**PASSAGE PROVIDED:**
You’re sitting in the boardroom of your business after a cyber attack has successfully penetrated your defences, unsure what to do next, writes Guy Golan, CEO of Performanta.
Many cybersecurity experts will tell you that this next 24 hours is the most critical time to act. It’s not.
That isn’t to say it’s not important to have comprehensive processes and innovative tools in place to deliver immediate action once the first signs of a breach occur. It’s just that every minute spent strengthening defences ahead of the ‘golden 24 hour’ period counts just as much, if not more.
To combat modern-day threats, cyber strategies must be a blend of proactive and reactive approaches to effectively lower the risk and limit the impact of a data breach. Companies need to think beyond cybersecurity and ask the question: have I made my business as cyber safe as I can?
But where to start?
Step one: Identify the threats
The minefield of cyber threats is becoming ever more dangerous as adversaries get bolder and more sophisticated over time. Attackers have an à la carte menu of threat methods to choose from, ranging in complexity and time scale – and naturally, it has become impossible to predict which one will be used and when.
When the repercussions of an attack can reach monumental scales, the pressure increases ten-fold to deploy innovative defence mechanisms. Some of the consequences include financial costs of getting systems back online; the time and money required to recover lost assets; any regulatory implications because of compliance failures; and the long-term damage to business reputation of experiencing a breach.

**WHAT TO DO:**
- A) According to the cybersecurity article, why is it now impossible to predict which attack method will be used and when? Answer in one to three sentences.
- B) Repeat word for word the stretch of the cybersecurity article from "When the repercussions" through "experiencing a breach.".
The material after the cybersecurity article is not needed for anything here.

**DATA EXTRACT:**

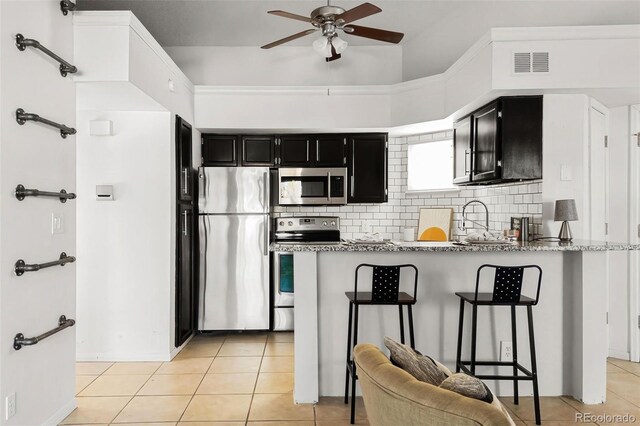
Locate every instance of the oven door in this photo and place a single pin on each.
(283, 280)
(312, 186)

**COMPLETE ANSWERS:**
- A) Attackers have an à la carte menu of threat methods to pick from, and those methods range in complexity and time scale. With adversaries also growing bolder and more sophisticated, there is no way to tell which method will be chosen or when.

- B)
When the repercussions of an attack can reach monumental scales, the pressure increases ten-fold to deploy innovative defence mechanisms. Some of the consequences include financial costs of getting systems back online; the time and money required to recover lost assets; any regulatory implications because of compliance failures; and the long-term damage to business reputation of experiencing a breach.